Collect every line in the records below that contains the word "finger", and copy each one out in full.

◆ Annotation records ◆
---

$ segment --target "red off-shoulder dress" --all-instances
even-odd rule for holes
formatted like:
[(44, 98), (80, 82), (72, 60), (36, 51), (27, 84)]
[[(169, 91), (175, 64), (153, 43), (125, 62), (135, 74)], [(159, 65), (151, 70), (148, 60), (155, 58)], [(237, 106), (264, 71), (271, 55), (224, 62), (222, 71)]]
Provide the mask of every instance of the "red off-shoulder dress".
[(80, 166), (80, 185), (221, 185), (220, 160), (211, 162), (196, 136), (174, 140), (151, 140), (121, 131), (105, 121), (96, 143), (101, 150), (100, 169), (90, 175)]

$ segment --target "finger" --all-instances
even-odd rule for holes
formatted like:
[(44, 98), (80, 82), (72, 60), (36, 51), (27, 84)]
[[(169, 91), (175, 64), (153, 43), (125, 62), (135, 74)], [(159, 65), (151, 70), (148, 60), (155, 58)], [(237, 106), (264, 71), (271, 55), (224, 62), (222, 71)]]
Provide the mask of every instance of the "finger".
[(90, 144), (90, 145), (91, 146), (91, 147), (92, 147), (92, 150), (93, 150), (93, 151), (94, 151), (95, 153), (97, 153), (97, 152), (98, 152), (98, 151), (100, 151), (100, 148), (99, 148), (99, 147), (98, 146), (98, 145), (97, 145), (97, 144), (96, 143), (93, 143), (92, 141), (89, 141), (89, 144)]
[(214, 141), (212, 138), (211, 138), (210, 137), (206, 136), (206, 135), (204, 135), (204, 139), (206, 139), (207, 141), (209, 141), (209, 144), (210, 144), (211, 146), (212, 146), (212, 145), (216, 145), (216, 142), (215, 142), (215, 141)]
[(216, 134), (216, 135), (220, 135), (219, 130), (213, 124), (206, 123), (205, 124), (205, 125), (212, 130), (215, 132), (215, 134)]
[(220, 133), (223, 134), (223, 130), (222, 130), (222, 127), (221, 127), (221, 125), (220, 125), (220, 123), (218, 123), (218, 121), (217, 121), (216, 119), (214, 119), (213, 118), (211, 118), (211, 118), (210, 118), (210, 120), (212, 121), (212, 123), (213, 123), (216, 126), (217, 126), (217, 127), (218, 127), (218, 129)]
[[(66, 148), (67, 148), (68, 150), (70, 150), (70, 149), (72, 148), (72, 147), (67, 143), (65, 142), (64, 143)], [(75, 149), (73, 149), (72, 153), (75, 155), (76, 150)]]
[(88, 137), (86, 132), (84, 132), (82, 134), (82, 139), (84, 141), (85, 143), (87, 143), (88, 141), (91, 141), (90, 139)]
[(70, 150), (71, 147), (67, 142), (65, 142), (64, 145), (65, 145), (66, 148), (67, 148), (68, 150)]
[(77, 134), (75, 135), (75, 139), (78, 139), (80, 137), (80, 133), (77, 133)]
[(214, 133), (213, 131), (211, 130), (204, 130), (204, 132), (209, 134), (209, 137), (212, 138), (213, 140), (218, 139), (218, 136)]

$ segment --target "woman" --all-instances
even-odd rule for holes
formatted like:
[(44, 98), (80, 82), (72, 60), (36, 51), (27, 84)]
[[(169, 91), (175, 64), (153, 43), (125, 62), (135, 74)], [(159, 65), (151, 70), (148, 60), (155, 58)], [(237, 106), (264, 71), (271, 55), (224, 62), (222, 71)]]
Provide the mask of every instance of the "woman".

---

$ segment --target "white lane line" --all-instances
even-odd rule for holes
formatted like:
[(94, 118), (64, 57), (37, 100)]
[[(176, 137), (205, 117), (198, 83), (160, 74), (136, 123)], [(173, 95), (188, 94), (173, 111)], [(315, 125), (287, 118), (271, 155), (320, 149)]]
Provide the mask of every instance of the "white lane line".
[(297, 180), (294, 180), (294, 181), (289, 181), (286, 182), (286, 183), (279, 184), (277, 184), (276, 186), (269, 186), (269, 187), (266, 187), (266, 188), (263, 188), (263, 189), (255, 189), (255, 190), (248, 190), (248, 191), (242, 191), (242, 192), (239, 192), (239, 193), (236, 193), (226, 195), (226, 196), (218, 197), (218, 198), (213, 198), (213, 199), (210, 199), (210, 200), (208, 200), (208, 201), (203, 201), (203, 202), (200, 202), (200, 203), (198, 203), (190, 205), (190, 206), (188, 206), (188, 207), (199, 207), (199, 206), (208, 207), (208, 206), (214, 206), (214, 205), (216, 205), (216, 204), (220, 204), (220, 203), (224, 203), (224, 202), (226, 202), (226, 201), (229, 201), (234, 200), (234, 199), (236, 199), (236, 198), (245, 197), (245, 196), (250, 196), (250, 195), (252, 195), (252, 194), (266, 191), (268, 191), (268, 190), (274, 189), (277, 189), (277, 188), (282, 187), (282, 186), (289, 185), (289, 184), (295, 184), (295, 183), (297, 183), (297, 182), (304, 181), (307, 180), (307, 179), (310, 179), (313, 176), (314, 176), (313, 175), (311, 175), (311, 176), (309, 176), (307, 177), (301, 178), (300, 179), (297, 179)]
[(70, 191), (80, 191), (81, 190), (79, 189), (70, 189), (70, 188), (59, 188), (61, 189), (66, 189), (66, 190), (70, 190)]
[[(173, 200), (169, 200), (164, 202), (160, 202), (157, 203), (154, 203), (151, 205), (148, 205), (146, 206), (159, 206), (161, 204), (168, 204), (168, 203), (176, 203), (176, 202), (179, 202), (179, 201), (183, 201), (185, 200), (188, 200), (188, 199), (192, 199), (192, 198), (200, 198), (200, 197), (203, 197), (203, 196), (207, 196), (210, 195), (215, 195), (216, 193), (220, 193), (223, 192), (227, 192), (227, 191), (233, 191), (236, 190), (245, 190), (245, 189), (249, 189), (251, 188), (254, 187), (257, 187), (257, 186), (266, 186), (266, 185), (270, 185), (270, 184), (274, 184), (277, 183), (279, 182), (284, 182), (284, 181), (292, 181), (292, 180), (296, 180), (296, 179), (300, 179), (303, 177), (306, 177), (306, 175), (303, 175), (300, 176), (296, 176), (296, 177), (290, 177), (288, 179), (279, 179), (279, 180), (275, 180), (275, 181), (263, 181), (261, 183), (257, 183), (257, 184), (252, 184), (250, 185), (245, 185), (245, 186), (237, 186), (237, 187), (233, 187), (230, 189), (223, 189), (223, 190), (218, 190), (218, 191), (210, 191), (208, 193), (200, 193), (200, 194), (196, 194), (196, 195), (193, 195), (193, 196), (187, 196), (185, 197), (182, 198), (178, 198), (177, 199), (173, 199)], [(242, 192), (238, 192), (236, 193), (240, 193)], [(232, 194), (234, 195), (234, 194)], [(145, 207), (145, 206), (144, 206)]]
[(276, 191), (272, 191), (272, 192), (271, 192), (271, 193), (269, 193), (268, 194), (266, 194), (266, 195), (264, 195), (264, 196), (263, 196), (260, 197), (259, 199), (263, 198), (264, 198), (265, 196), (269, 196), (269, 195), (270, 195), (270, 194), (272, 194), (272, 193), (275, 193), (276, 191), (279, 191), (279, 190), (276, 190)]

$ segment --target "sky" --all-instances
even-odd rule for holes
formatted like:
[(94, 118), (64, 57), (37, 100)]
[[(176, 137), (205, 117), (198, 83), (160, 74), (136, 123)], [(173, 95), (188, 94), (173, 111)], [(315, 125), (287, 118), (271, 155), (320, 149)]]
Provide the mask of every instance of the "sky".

---

◆ RIGHT ANSWER ◆
$ segment --target "finger" --all-instances
Provide the mask of every instance of the "finger".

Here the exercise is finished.